> _EXCERPTED RECORDS_

_ _ _ _ _

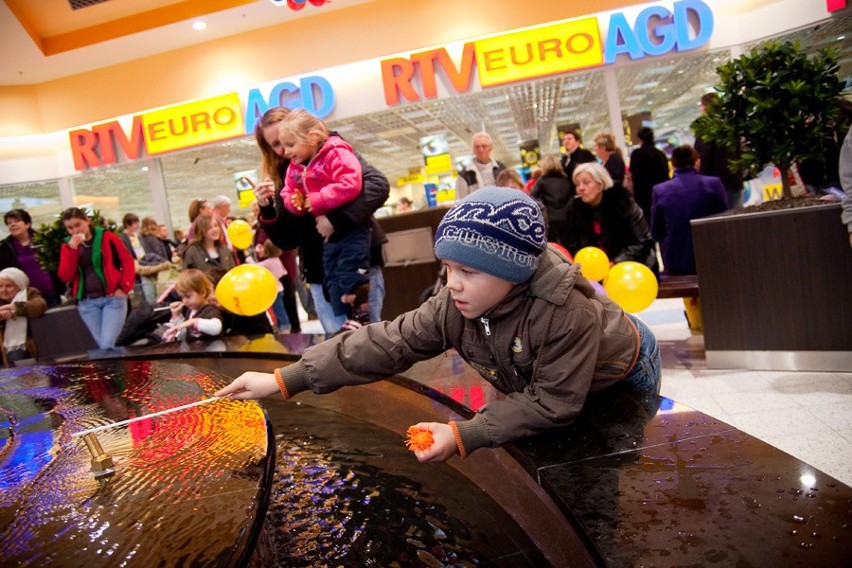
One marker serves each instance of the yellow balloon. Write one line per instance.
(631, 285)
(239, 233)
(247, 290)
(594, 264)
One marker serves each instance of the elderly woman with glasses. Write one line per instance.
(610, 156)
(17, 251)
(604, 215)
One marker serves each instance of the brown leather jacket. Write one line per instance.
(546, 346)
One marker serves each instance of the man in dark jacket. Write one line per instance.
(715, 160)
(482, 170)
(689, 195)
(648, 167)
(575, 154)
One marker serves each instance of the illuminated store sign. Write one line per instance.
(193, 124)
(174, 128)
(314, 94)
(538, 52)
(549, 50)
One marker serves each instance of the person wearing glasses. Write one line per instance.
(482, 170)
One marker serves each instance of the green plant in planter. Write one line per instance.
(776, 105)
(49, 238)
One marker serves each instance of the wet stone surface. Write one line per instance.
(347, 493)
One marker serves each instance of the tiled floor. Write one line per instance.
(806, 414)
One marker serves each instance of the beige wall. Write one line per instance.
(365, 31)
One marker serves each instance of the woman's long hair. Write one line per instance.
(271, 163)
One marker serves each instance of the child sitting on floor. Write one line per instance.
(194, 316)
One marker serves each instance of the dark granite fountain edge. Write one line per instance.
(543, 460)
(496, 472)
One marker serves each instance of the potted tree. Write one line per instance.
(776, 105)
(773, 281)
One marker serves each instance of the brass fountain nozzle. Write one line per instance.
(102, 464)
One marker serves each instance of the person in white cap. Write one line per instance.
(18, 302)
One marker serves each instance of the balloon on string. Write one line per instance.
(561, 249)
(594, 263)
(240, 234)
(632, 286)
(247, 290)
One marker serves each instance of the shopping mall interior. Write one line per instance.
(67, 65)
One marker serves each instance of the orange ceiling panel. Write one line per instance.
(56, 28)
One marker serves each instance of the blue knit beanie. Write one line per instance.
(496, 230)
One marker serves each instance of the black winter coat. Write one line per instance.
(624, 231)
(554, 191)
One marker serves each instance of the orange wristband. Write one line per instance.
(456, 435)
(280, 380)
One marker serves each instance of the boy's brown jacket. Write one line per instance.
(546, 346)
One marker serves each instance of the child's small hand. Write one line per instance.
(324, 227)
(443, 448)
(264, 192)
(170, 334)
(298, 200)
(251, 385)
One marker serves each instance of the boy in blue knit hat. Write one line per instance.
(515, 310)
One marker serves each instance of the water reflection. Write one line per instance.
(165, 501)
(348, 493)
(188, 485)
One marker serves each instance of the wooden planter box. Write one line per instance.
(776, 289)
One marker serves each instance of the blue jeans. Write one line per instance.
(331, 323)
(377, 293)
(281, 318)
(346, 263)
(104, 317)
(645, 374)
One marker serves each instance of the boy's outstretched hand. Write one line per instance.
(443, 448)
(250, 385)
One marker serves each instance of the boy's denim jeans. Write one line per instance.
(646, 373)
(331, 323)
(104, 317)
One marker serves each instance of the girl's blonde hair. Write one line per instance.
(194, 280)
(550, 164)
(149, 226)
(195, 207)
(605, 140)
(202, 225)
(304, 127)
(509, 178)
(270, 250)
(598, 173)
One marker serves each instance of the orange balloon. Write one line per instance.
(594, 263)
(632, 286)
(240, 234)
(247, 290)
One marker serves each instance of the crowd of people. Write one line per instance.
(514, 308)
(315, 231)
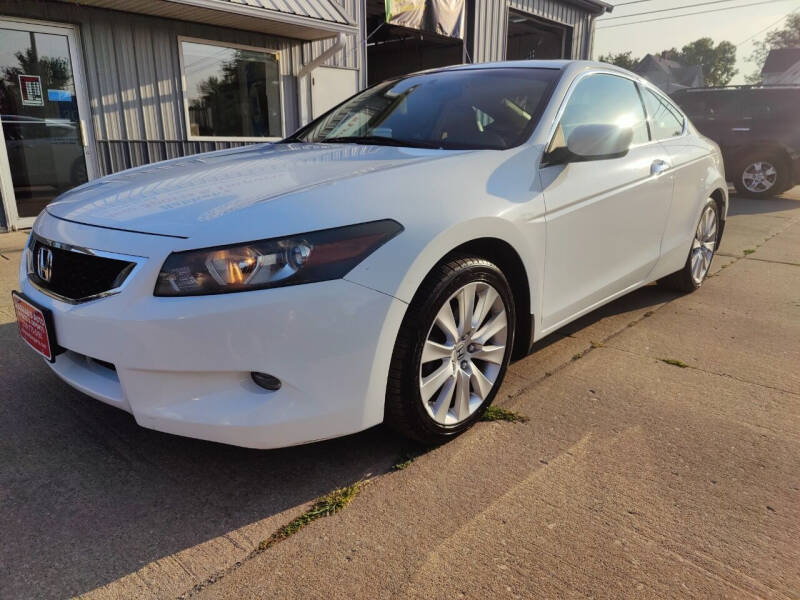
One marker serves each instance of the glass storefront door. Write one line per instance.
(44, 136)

_ _ _ _ _

> _YOUR GOAL_
Up to and including the last line of the listing, starting at the line with "One marker serves each instance of the child's", extract every line exactly and leave out the pictures.

> _FINAL RESULT_
One marker serves each instance of the child's small hand. Write one line per instance.
(324, 227)
(443, 448)
(264, 192)
(170, 334)
(298, 200)
(251, 385)
One marker serves each instance of the boy in blue knit hat. Write one line per instance.
(515, 310)
One marker serves each instance of the water reflection. Write one line per instance.
(165, 501)
(348, 493)
(188, 485)
One marker serves each instance of the wooden planter box. Write one line per instance.
(776, 289)
One marker serves each instance of the blue jeans. Write one line per instance.
(331, 323)
(377, 293)
(281, 318)
(346, 263)
(104, 317)
(645, 374)
One marker serves each instance of the boy's outstretched hand. Write one line per instance.
(443, 448)
(250, 385)
One marker serves each instance of the boy's denim jeans. Write one line per instance.
(646, 373)
(331, 323)
(104, 317)
One marker serves each instance of the girl's blonde hair. Write one line per instance.
(194, 280)
(550, 164)
(149, 226)
(195, 207)
(605, 140)
(202, 225)
(304, 127)
(509, 178)
(270, 250)
(598, 173)
One marker serves each instance of the orange balloon. Write one line per instance.
(594, 263)
(632, 286)
(240, 234)
(247, 290)
One marker serves each instance of the crowd of people. Write one line per instance.
(514, 308)
(315, 231)
One marker serves each instance of the glass storefront door. Write one line per instance.
(44, 136)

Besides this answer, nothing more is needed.